┌────────

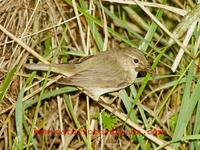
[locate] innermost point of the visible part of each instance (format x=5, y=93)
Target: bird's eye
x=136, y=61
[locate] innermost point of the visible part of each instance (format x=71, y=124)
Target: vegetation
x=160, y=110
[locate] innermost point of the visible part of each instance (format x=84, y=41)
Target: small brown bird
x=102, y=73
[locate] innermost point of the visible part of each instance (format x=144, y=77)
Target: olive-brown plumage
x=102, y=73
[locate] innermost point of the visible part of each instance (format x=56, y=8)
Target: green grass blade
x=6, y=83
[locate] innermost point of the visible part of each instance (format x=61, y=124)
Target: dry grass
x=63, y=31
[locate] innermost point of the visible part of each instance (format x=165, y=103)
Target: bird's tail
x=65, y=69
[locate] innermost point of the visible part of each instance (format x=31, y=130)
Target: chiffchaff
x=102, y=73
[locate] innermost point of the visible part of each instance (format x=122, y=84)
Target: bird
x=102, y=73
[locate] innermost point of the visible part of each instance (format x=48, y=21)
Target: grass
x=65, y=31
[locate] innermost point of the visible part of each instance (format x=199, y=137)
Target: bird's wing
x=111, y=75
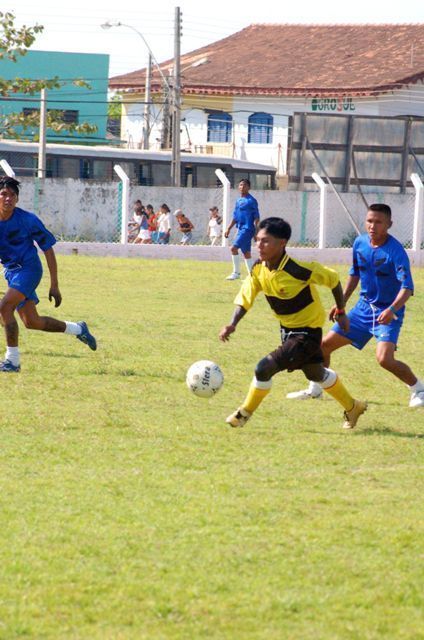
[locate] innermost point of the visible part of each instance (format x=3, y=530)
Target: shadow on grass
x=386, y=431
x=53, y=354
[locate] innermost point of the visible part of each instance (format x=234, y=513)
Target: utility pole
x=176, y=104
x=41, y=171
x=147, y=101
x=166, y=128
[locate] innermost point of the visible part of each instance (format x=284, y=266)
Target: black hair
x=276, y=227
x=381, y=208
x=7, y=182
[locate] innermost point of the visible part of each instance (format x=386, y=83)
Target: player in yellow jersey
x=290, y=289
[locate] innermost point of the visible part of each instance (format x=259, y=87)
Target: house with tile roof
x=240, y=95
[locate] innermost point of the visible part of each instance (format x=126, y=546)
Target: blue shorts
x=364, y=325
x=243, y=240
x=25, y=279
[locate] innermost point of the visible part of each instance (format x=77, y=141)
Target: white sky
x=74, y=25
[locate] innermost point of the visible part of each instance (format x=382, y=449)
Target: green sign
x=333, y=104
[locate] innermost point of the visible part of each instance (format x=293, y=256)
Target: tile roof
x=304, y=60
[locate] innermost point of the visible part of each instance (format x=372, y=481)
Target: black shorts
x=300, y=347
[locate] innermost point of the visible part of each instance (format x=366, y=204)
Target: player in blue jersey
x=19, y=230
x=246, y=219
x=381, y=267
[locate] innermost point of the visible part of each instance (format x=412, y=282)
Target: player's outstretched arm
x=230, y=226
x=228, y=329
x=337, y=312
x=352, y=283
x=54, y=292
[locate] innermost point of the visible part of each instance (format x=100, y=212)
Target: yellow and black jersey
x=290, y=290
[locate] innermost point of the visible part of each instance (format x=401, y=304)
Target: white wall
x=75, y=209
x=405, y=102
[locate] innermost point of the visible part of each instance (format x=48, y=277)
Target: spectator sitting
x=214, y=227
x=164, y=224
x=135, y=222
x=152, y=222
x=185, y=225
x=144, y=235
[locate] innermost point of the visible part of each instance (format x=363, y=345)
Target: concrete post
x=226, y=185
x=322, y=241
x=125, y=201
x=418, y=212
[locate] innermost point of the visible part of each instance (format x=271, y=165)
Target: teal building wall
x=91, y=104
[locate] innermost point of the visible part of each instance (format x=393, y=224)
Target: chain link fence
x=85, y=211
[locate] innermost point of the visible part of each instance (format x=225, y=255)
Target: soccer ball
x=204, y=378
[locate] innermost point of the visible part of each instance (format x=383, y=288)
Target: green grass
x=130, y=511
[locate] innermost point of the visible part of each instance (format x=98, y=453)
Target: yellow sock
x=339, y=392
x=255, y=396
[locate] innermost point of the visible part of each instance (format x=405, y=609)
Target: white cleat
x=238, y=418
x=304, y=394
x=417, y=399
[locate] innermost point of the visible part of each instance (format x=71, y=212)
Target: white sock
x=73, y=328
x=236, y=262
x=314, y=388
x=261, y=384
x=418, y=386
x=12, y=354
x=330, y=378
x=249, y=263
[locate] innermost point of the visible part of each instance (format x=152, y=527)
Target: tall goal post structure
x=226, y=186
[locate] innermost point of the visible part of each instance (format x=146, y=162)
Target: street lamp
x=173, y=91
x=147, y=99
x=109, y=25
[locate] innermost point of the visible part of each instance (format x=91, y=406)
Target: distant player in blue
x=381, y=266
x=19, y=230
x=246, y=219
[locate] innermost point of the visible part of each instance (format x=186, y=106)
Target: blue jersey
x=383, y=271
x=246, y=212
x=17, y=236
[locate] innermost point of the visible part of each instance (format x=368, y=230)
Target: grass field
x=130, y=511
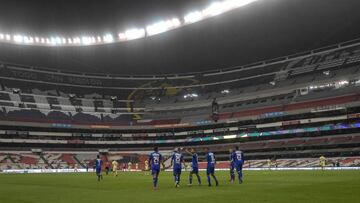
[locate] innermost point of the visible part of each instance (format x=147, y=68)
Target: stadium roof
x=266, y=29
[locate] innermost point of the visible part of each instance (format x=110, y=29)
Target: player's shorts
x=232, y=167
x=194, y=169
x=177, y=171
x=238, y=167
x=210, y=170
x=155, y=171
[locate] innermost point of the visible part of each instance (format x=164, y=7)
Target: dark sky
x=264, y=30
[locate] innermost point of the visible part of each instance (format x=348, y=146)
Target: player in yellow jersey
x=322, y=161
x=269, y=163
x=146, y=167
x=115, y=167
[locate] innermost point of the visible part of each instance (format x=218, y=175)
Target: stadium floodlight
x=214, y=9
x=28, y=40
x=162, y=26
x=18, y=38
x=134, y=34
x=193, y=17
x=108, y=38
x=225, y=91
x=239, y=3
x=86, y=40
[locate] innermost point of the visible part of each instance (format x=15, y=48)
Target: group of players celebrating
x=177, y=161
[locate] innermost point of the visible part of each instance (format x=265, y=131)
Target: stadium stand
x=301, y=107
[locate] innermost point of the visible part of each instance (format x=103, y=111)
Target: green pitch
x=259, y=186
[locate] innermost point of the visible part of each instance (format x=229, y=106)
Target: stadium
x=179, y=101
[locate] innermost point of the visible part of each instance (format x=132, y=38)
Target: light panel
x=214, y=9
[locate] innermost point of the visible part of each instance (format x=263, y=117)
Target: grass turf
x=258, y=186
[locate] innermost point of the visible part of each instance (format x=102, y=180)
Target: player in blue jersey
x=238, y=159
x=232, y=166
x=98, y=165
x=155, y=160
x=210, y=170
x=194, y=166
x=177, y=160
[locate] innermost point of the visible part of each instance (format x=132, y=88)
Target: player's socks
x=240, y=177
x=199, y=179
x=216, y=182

└────────

The problem – Everything from the line with "Target: group of players celebrating" to the last line of the entries above is to be retyped exactly. Include both ends.

Answer space –
Target: group of players celebrating
x=177, y=161
[locate] innermost point of the visible part of each instance (format x=265, y=131)
Target: stadium stand
x=301, y=107
[locate] innermost point of the visible part of each instance (format x=103, y=111)
Target: green pitch
x=259, y=186
[locate] innermost point of the visible part of each instance (format x=229, y=106)
Target: stadium
x=179, y=101
[locate] innermost point of the visible part of each instance (format x=132, y=38)
Target: light panel
x=214, y=9
[locate] innermost point of the visible part of each instance (format x=263, y=117)
Target: grass turf
x=258, y=186
[locate] innermost point of the visible part of each instance (format x=102, y=180)
Target: player in blue jersey
x=238, y=159
x=232, y=166
x=98, y=165
x=155, y=160
x=210, y=170
x=194, y=166
x=177, y=160
[locate] innermost point of the visible part of each instance (format x=132, y=88)
Target: player's socks
x=240, y=177
x=199, y=179
x=216, y=182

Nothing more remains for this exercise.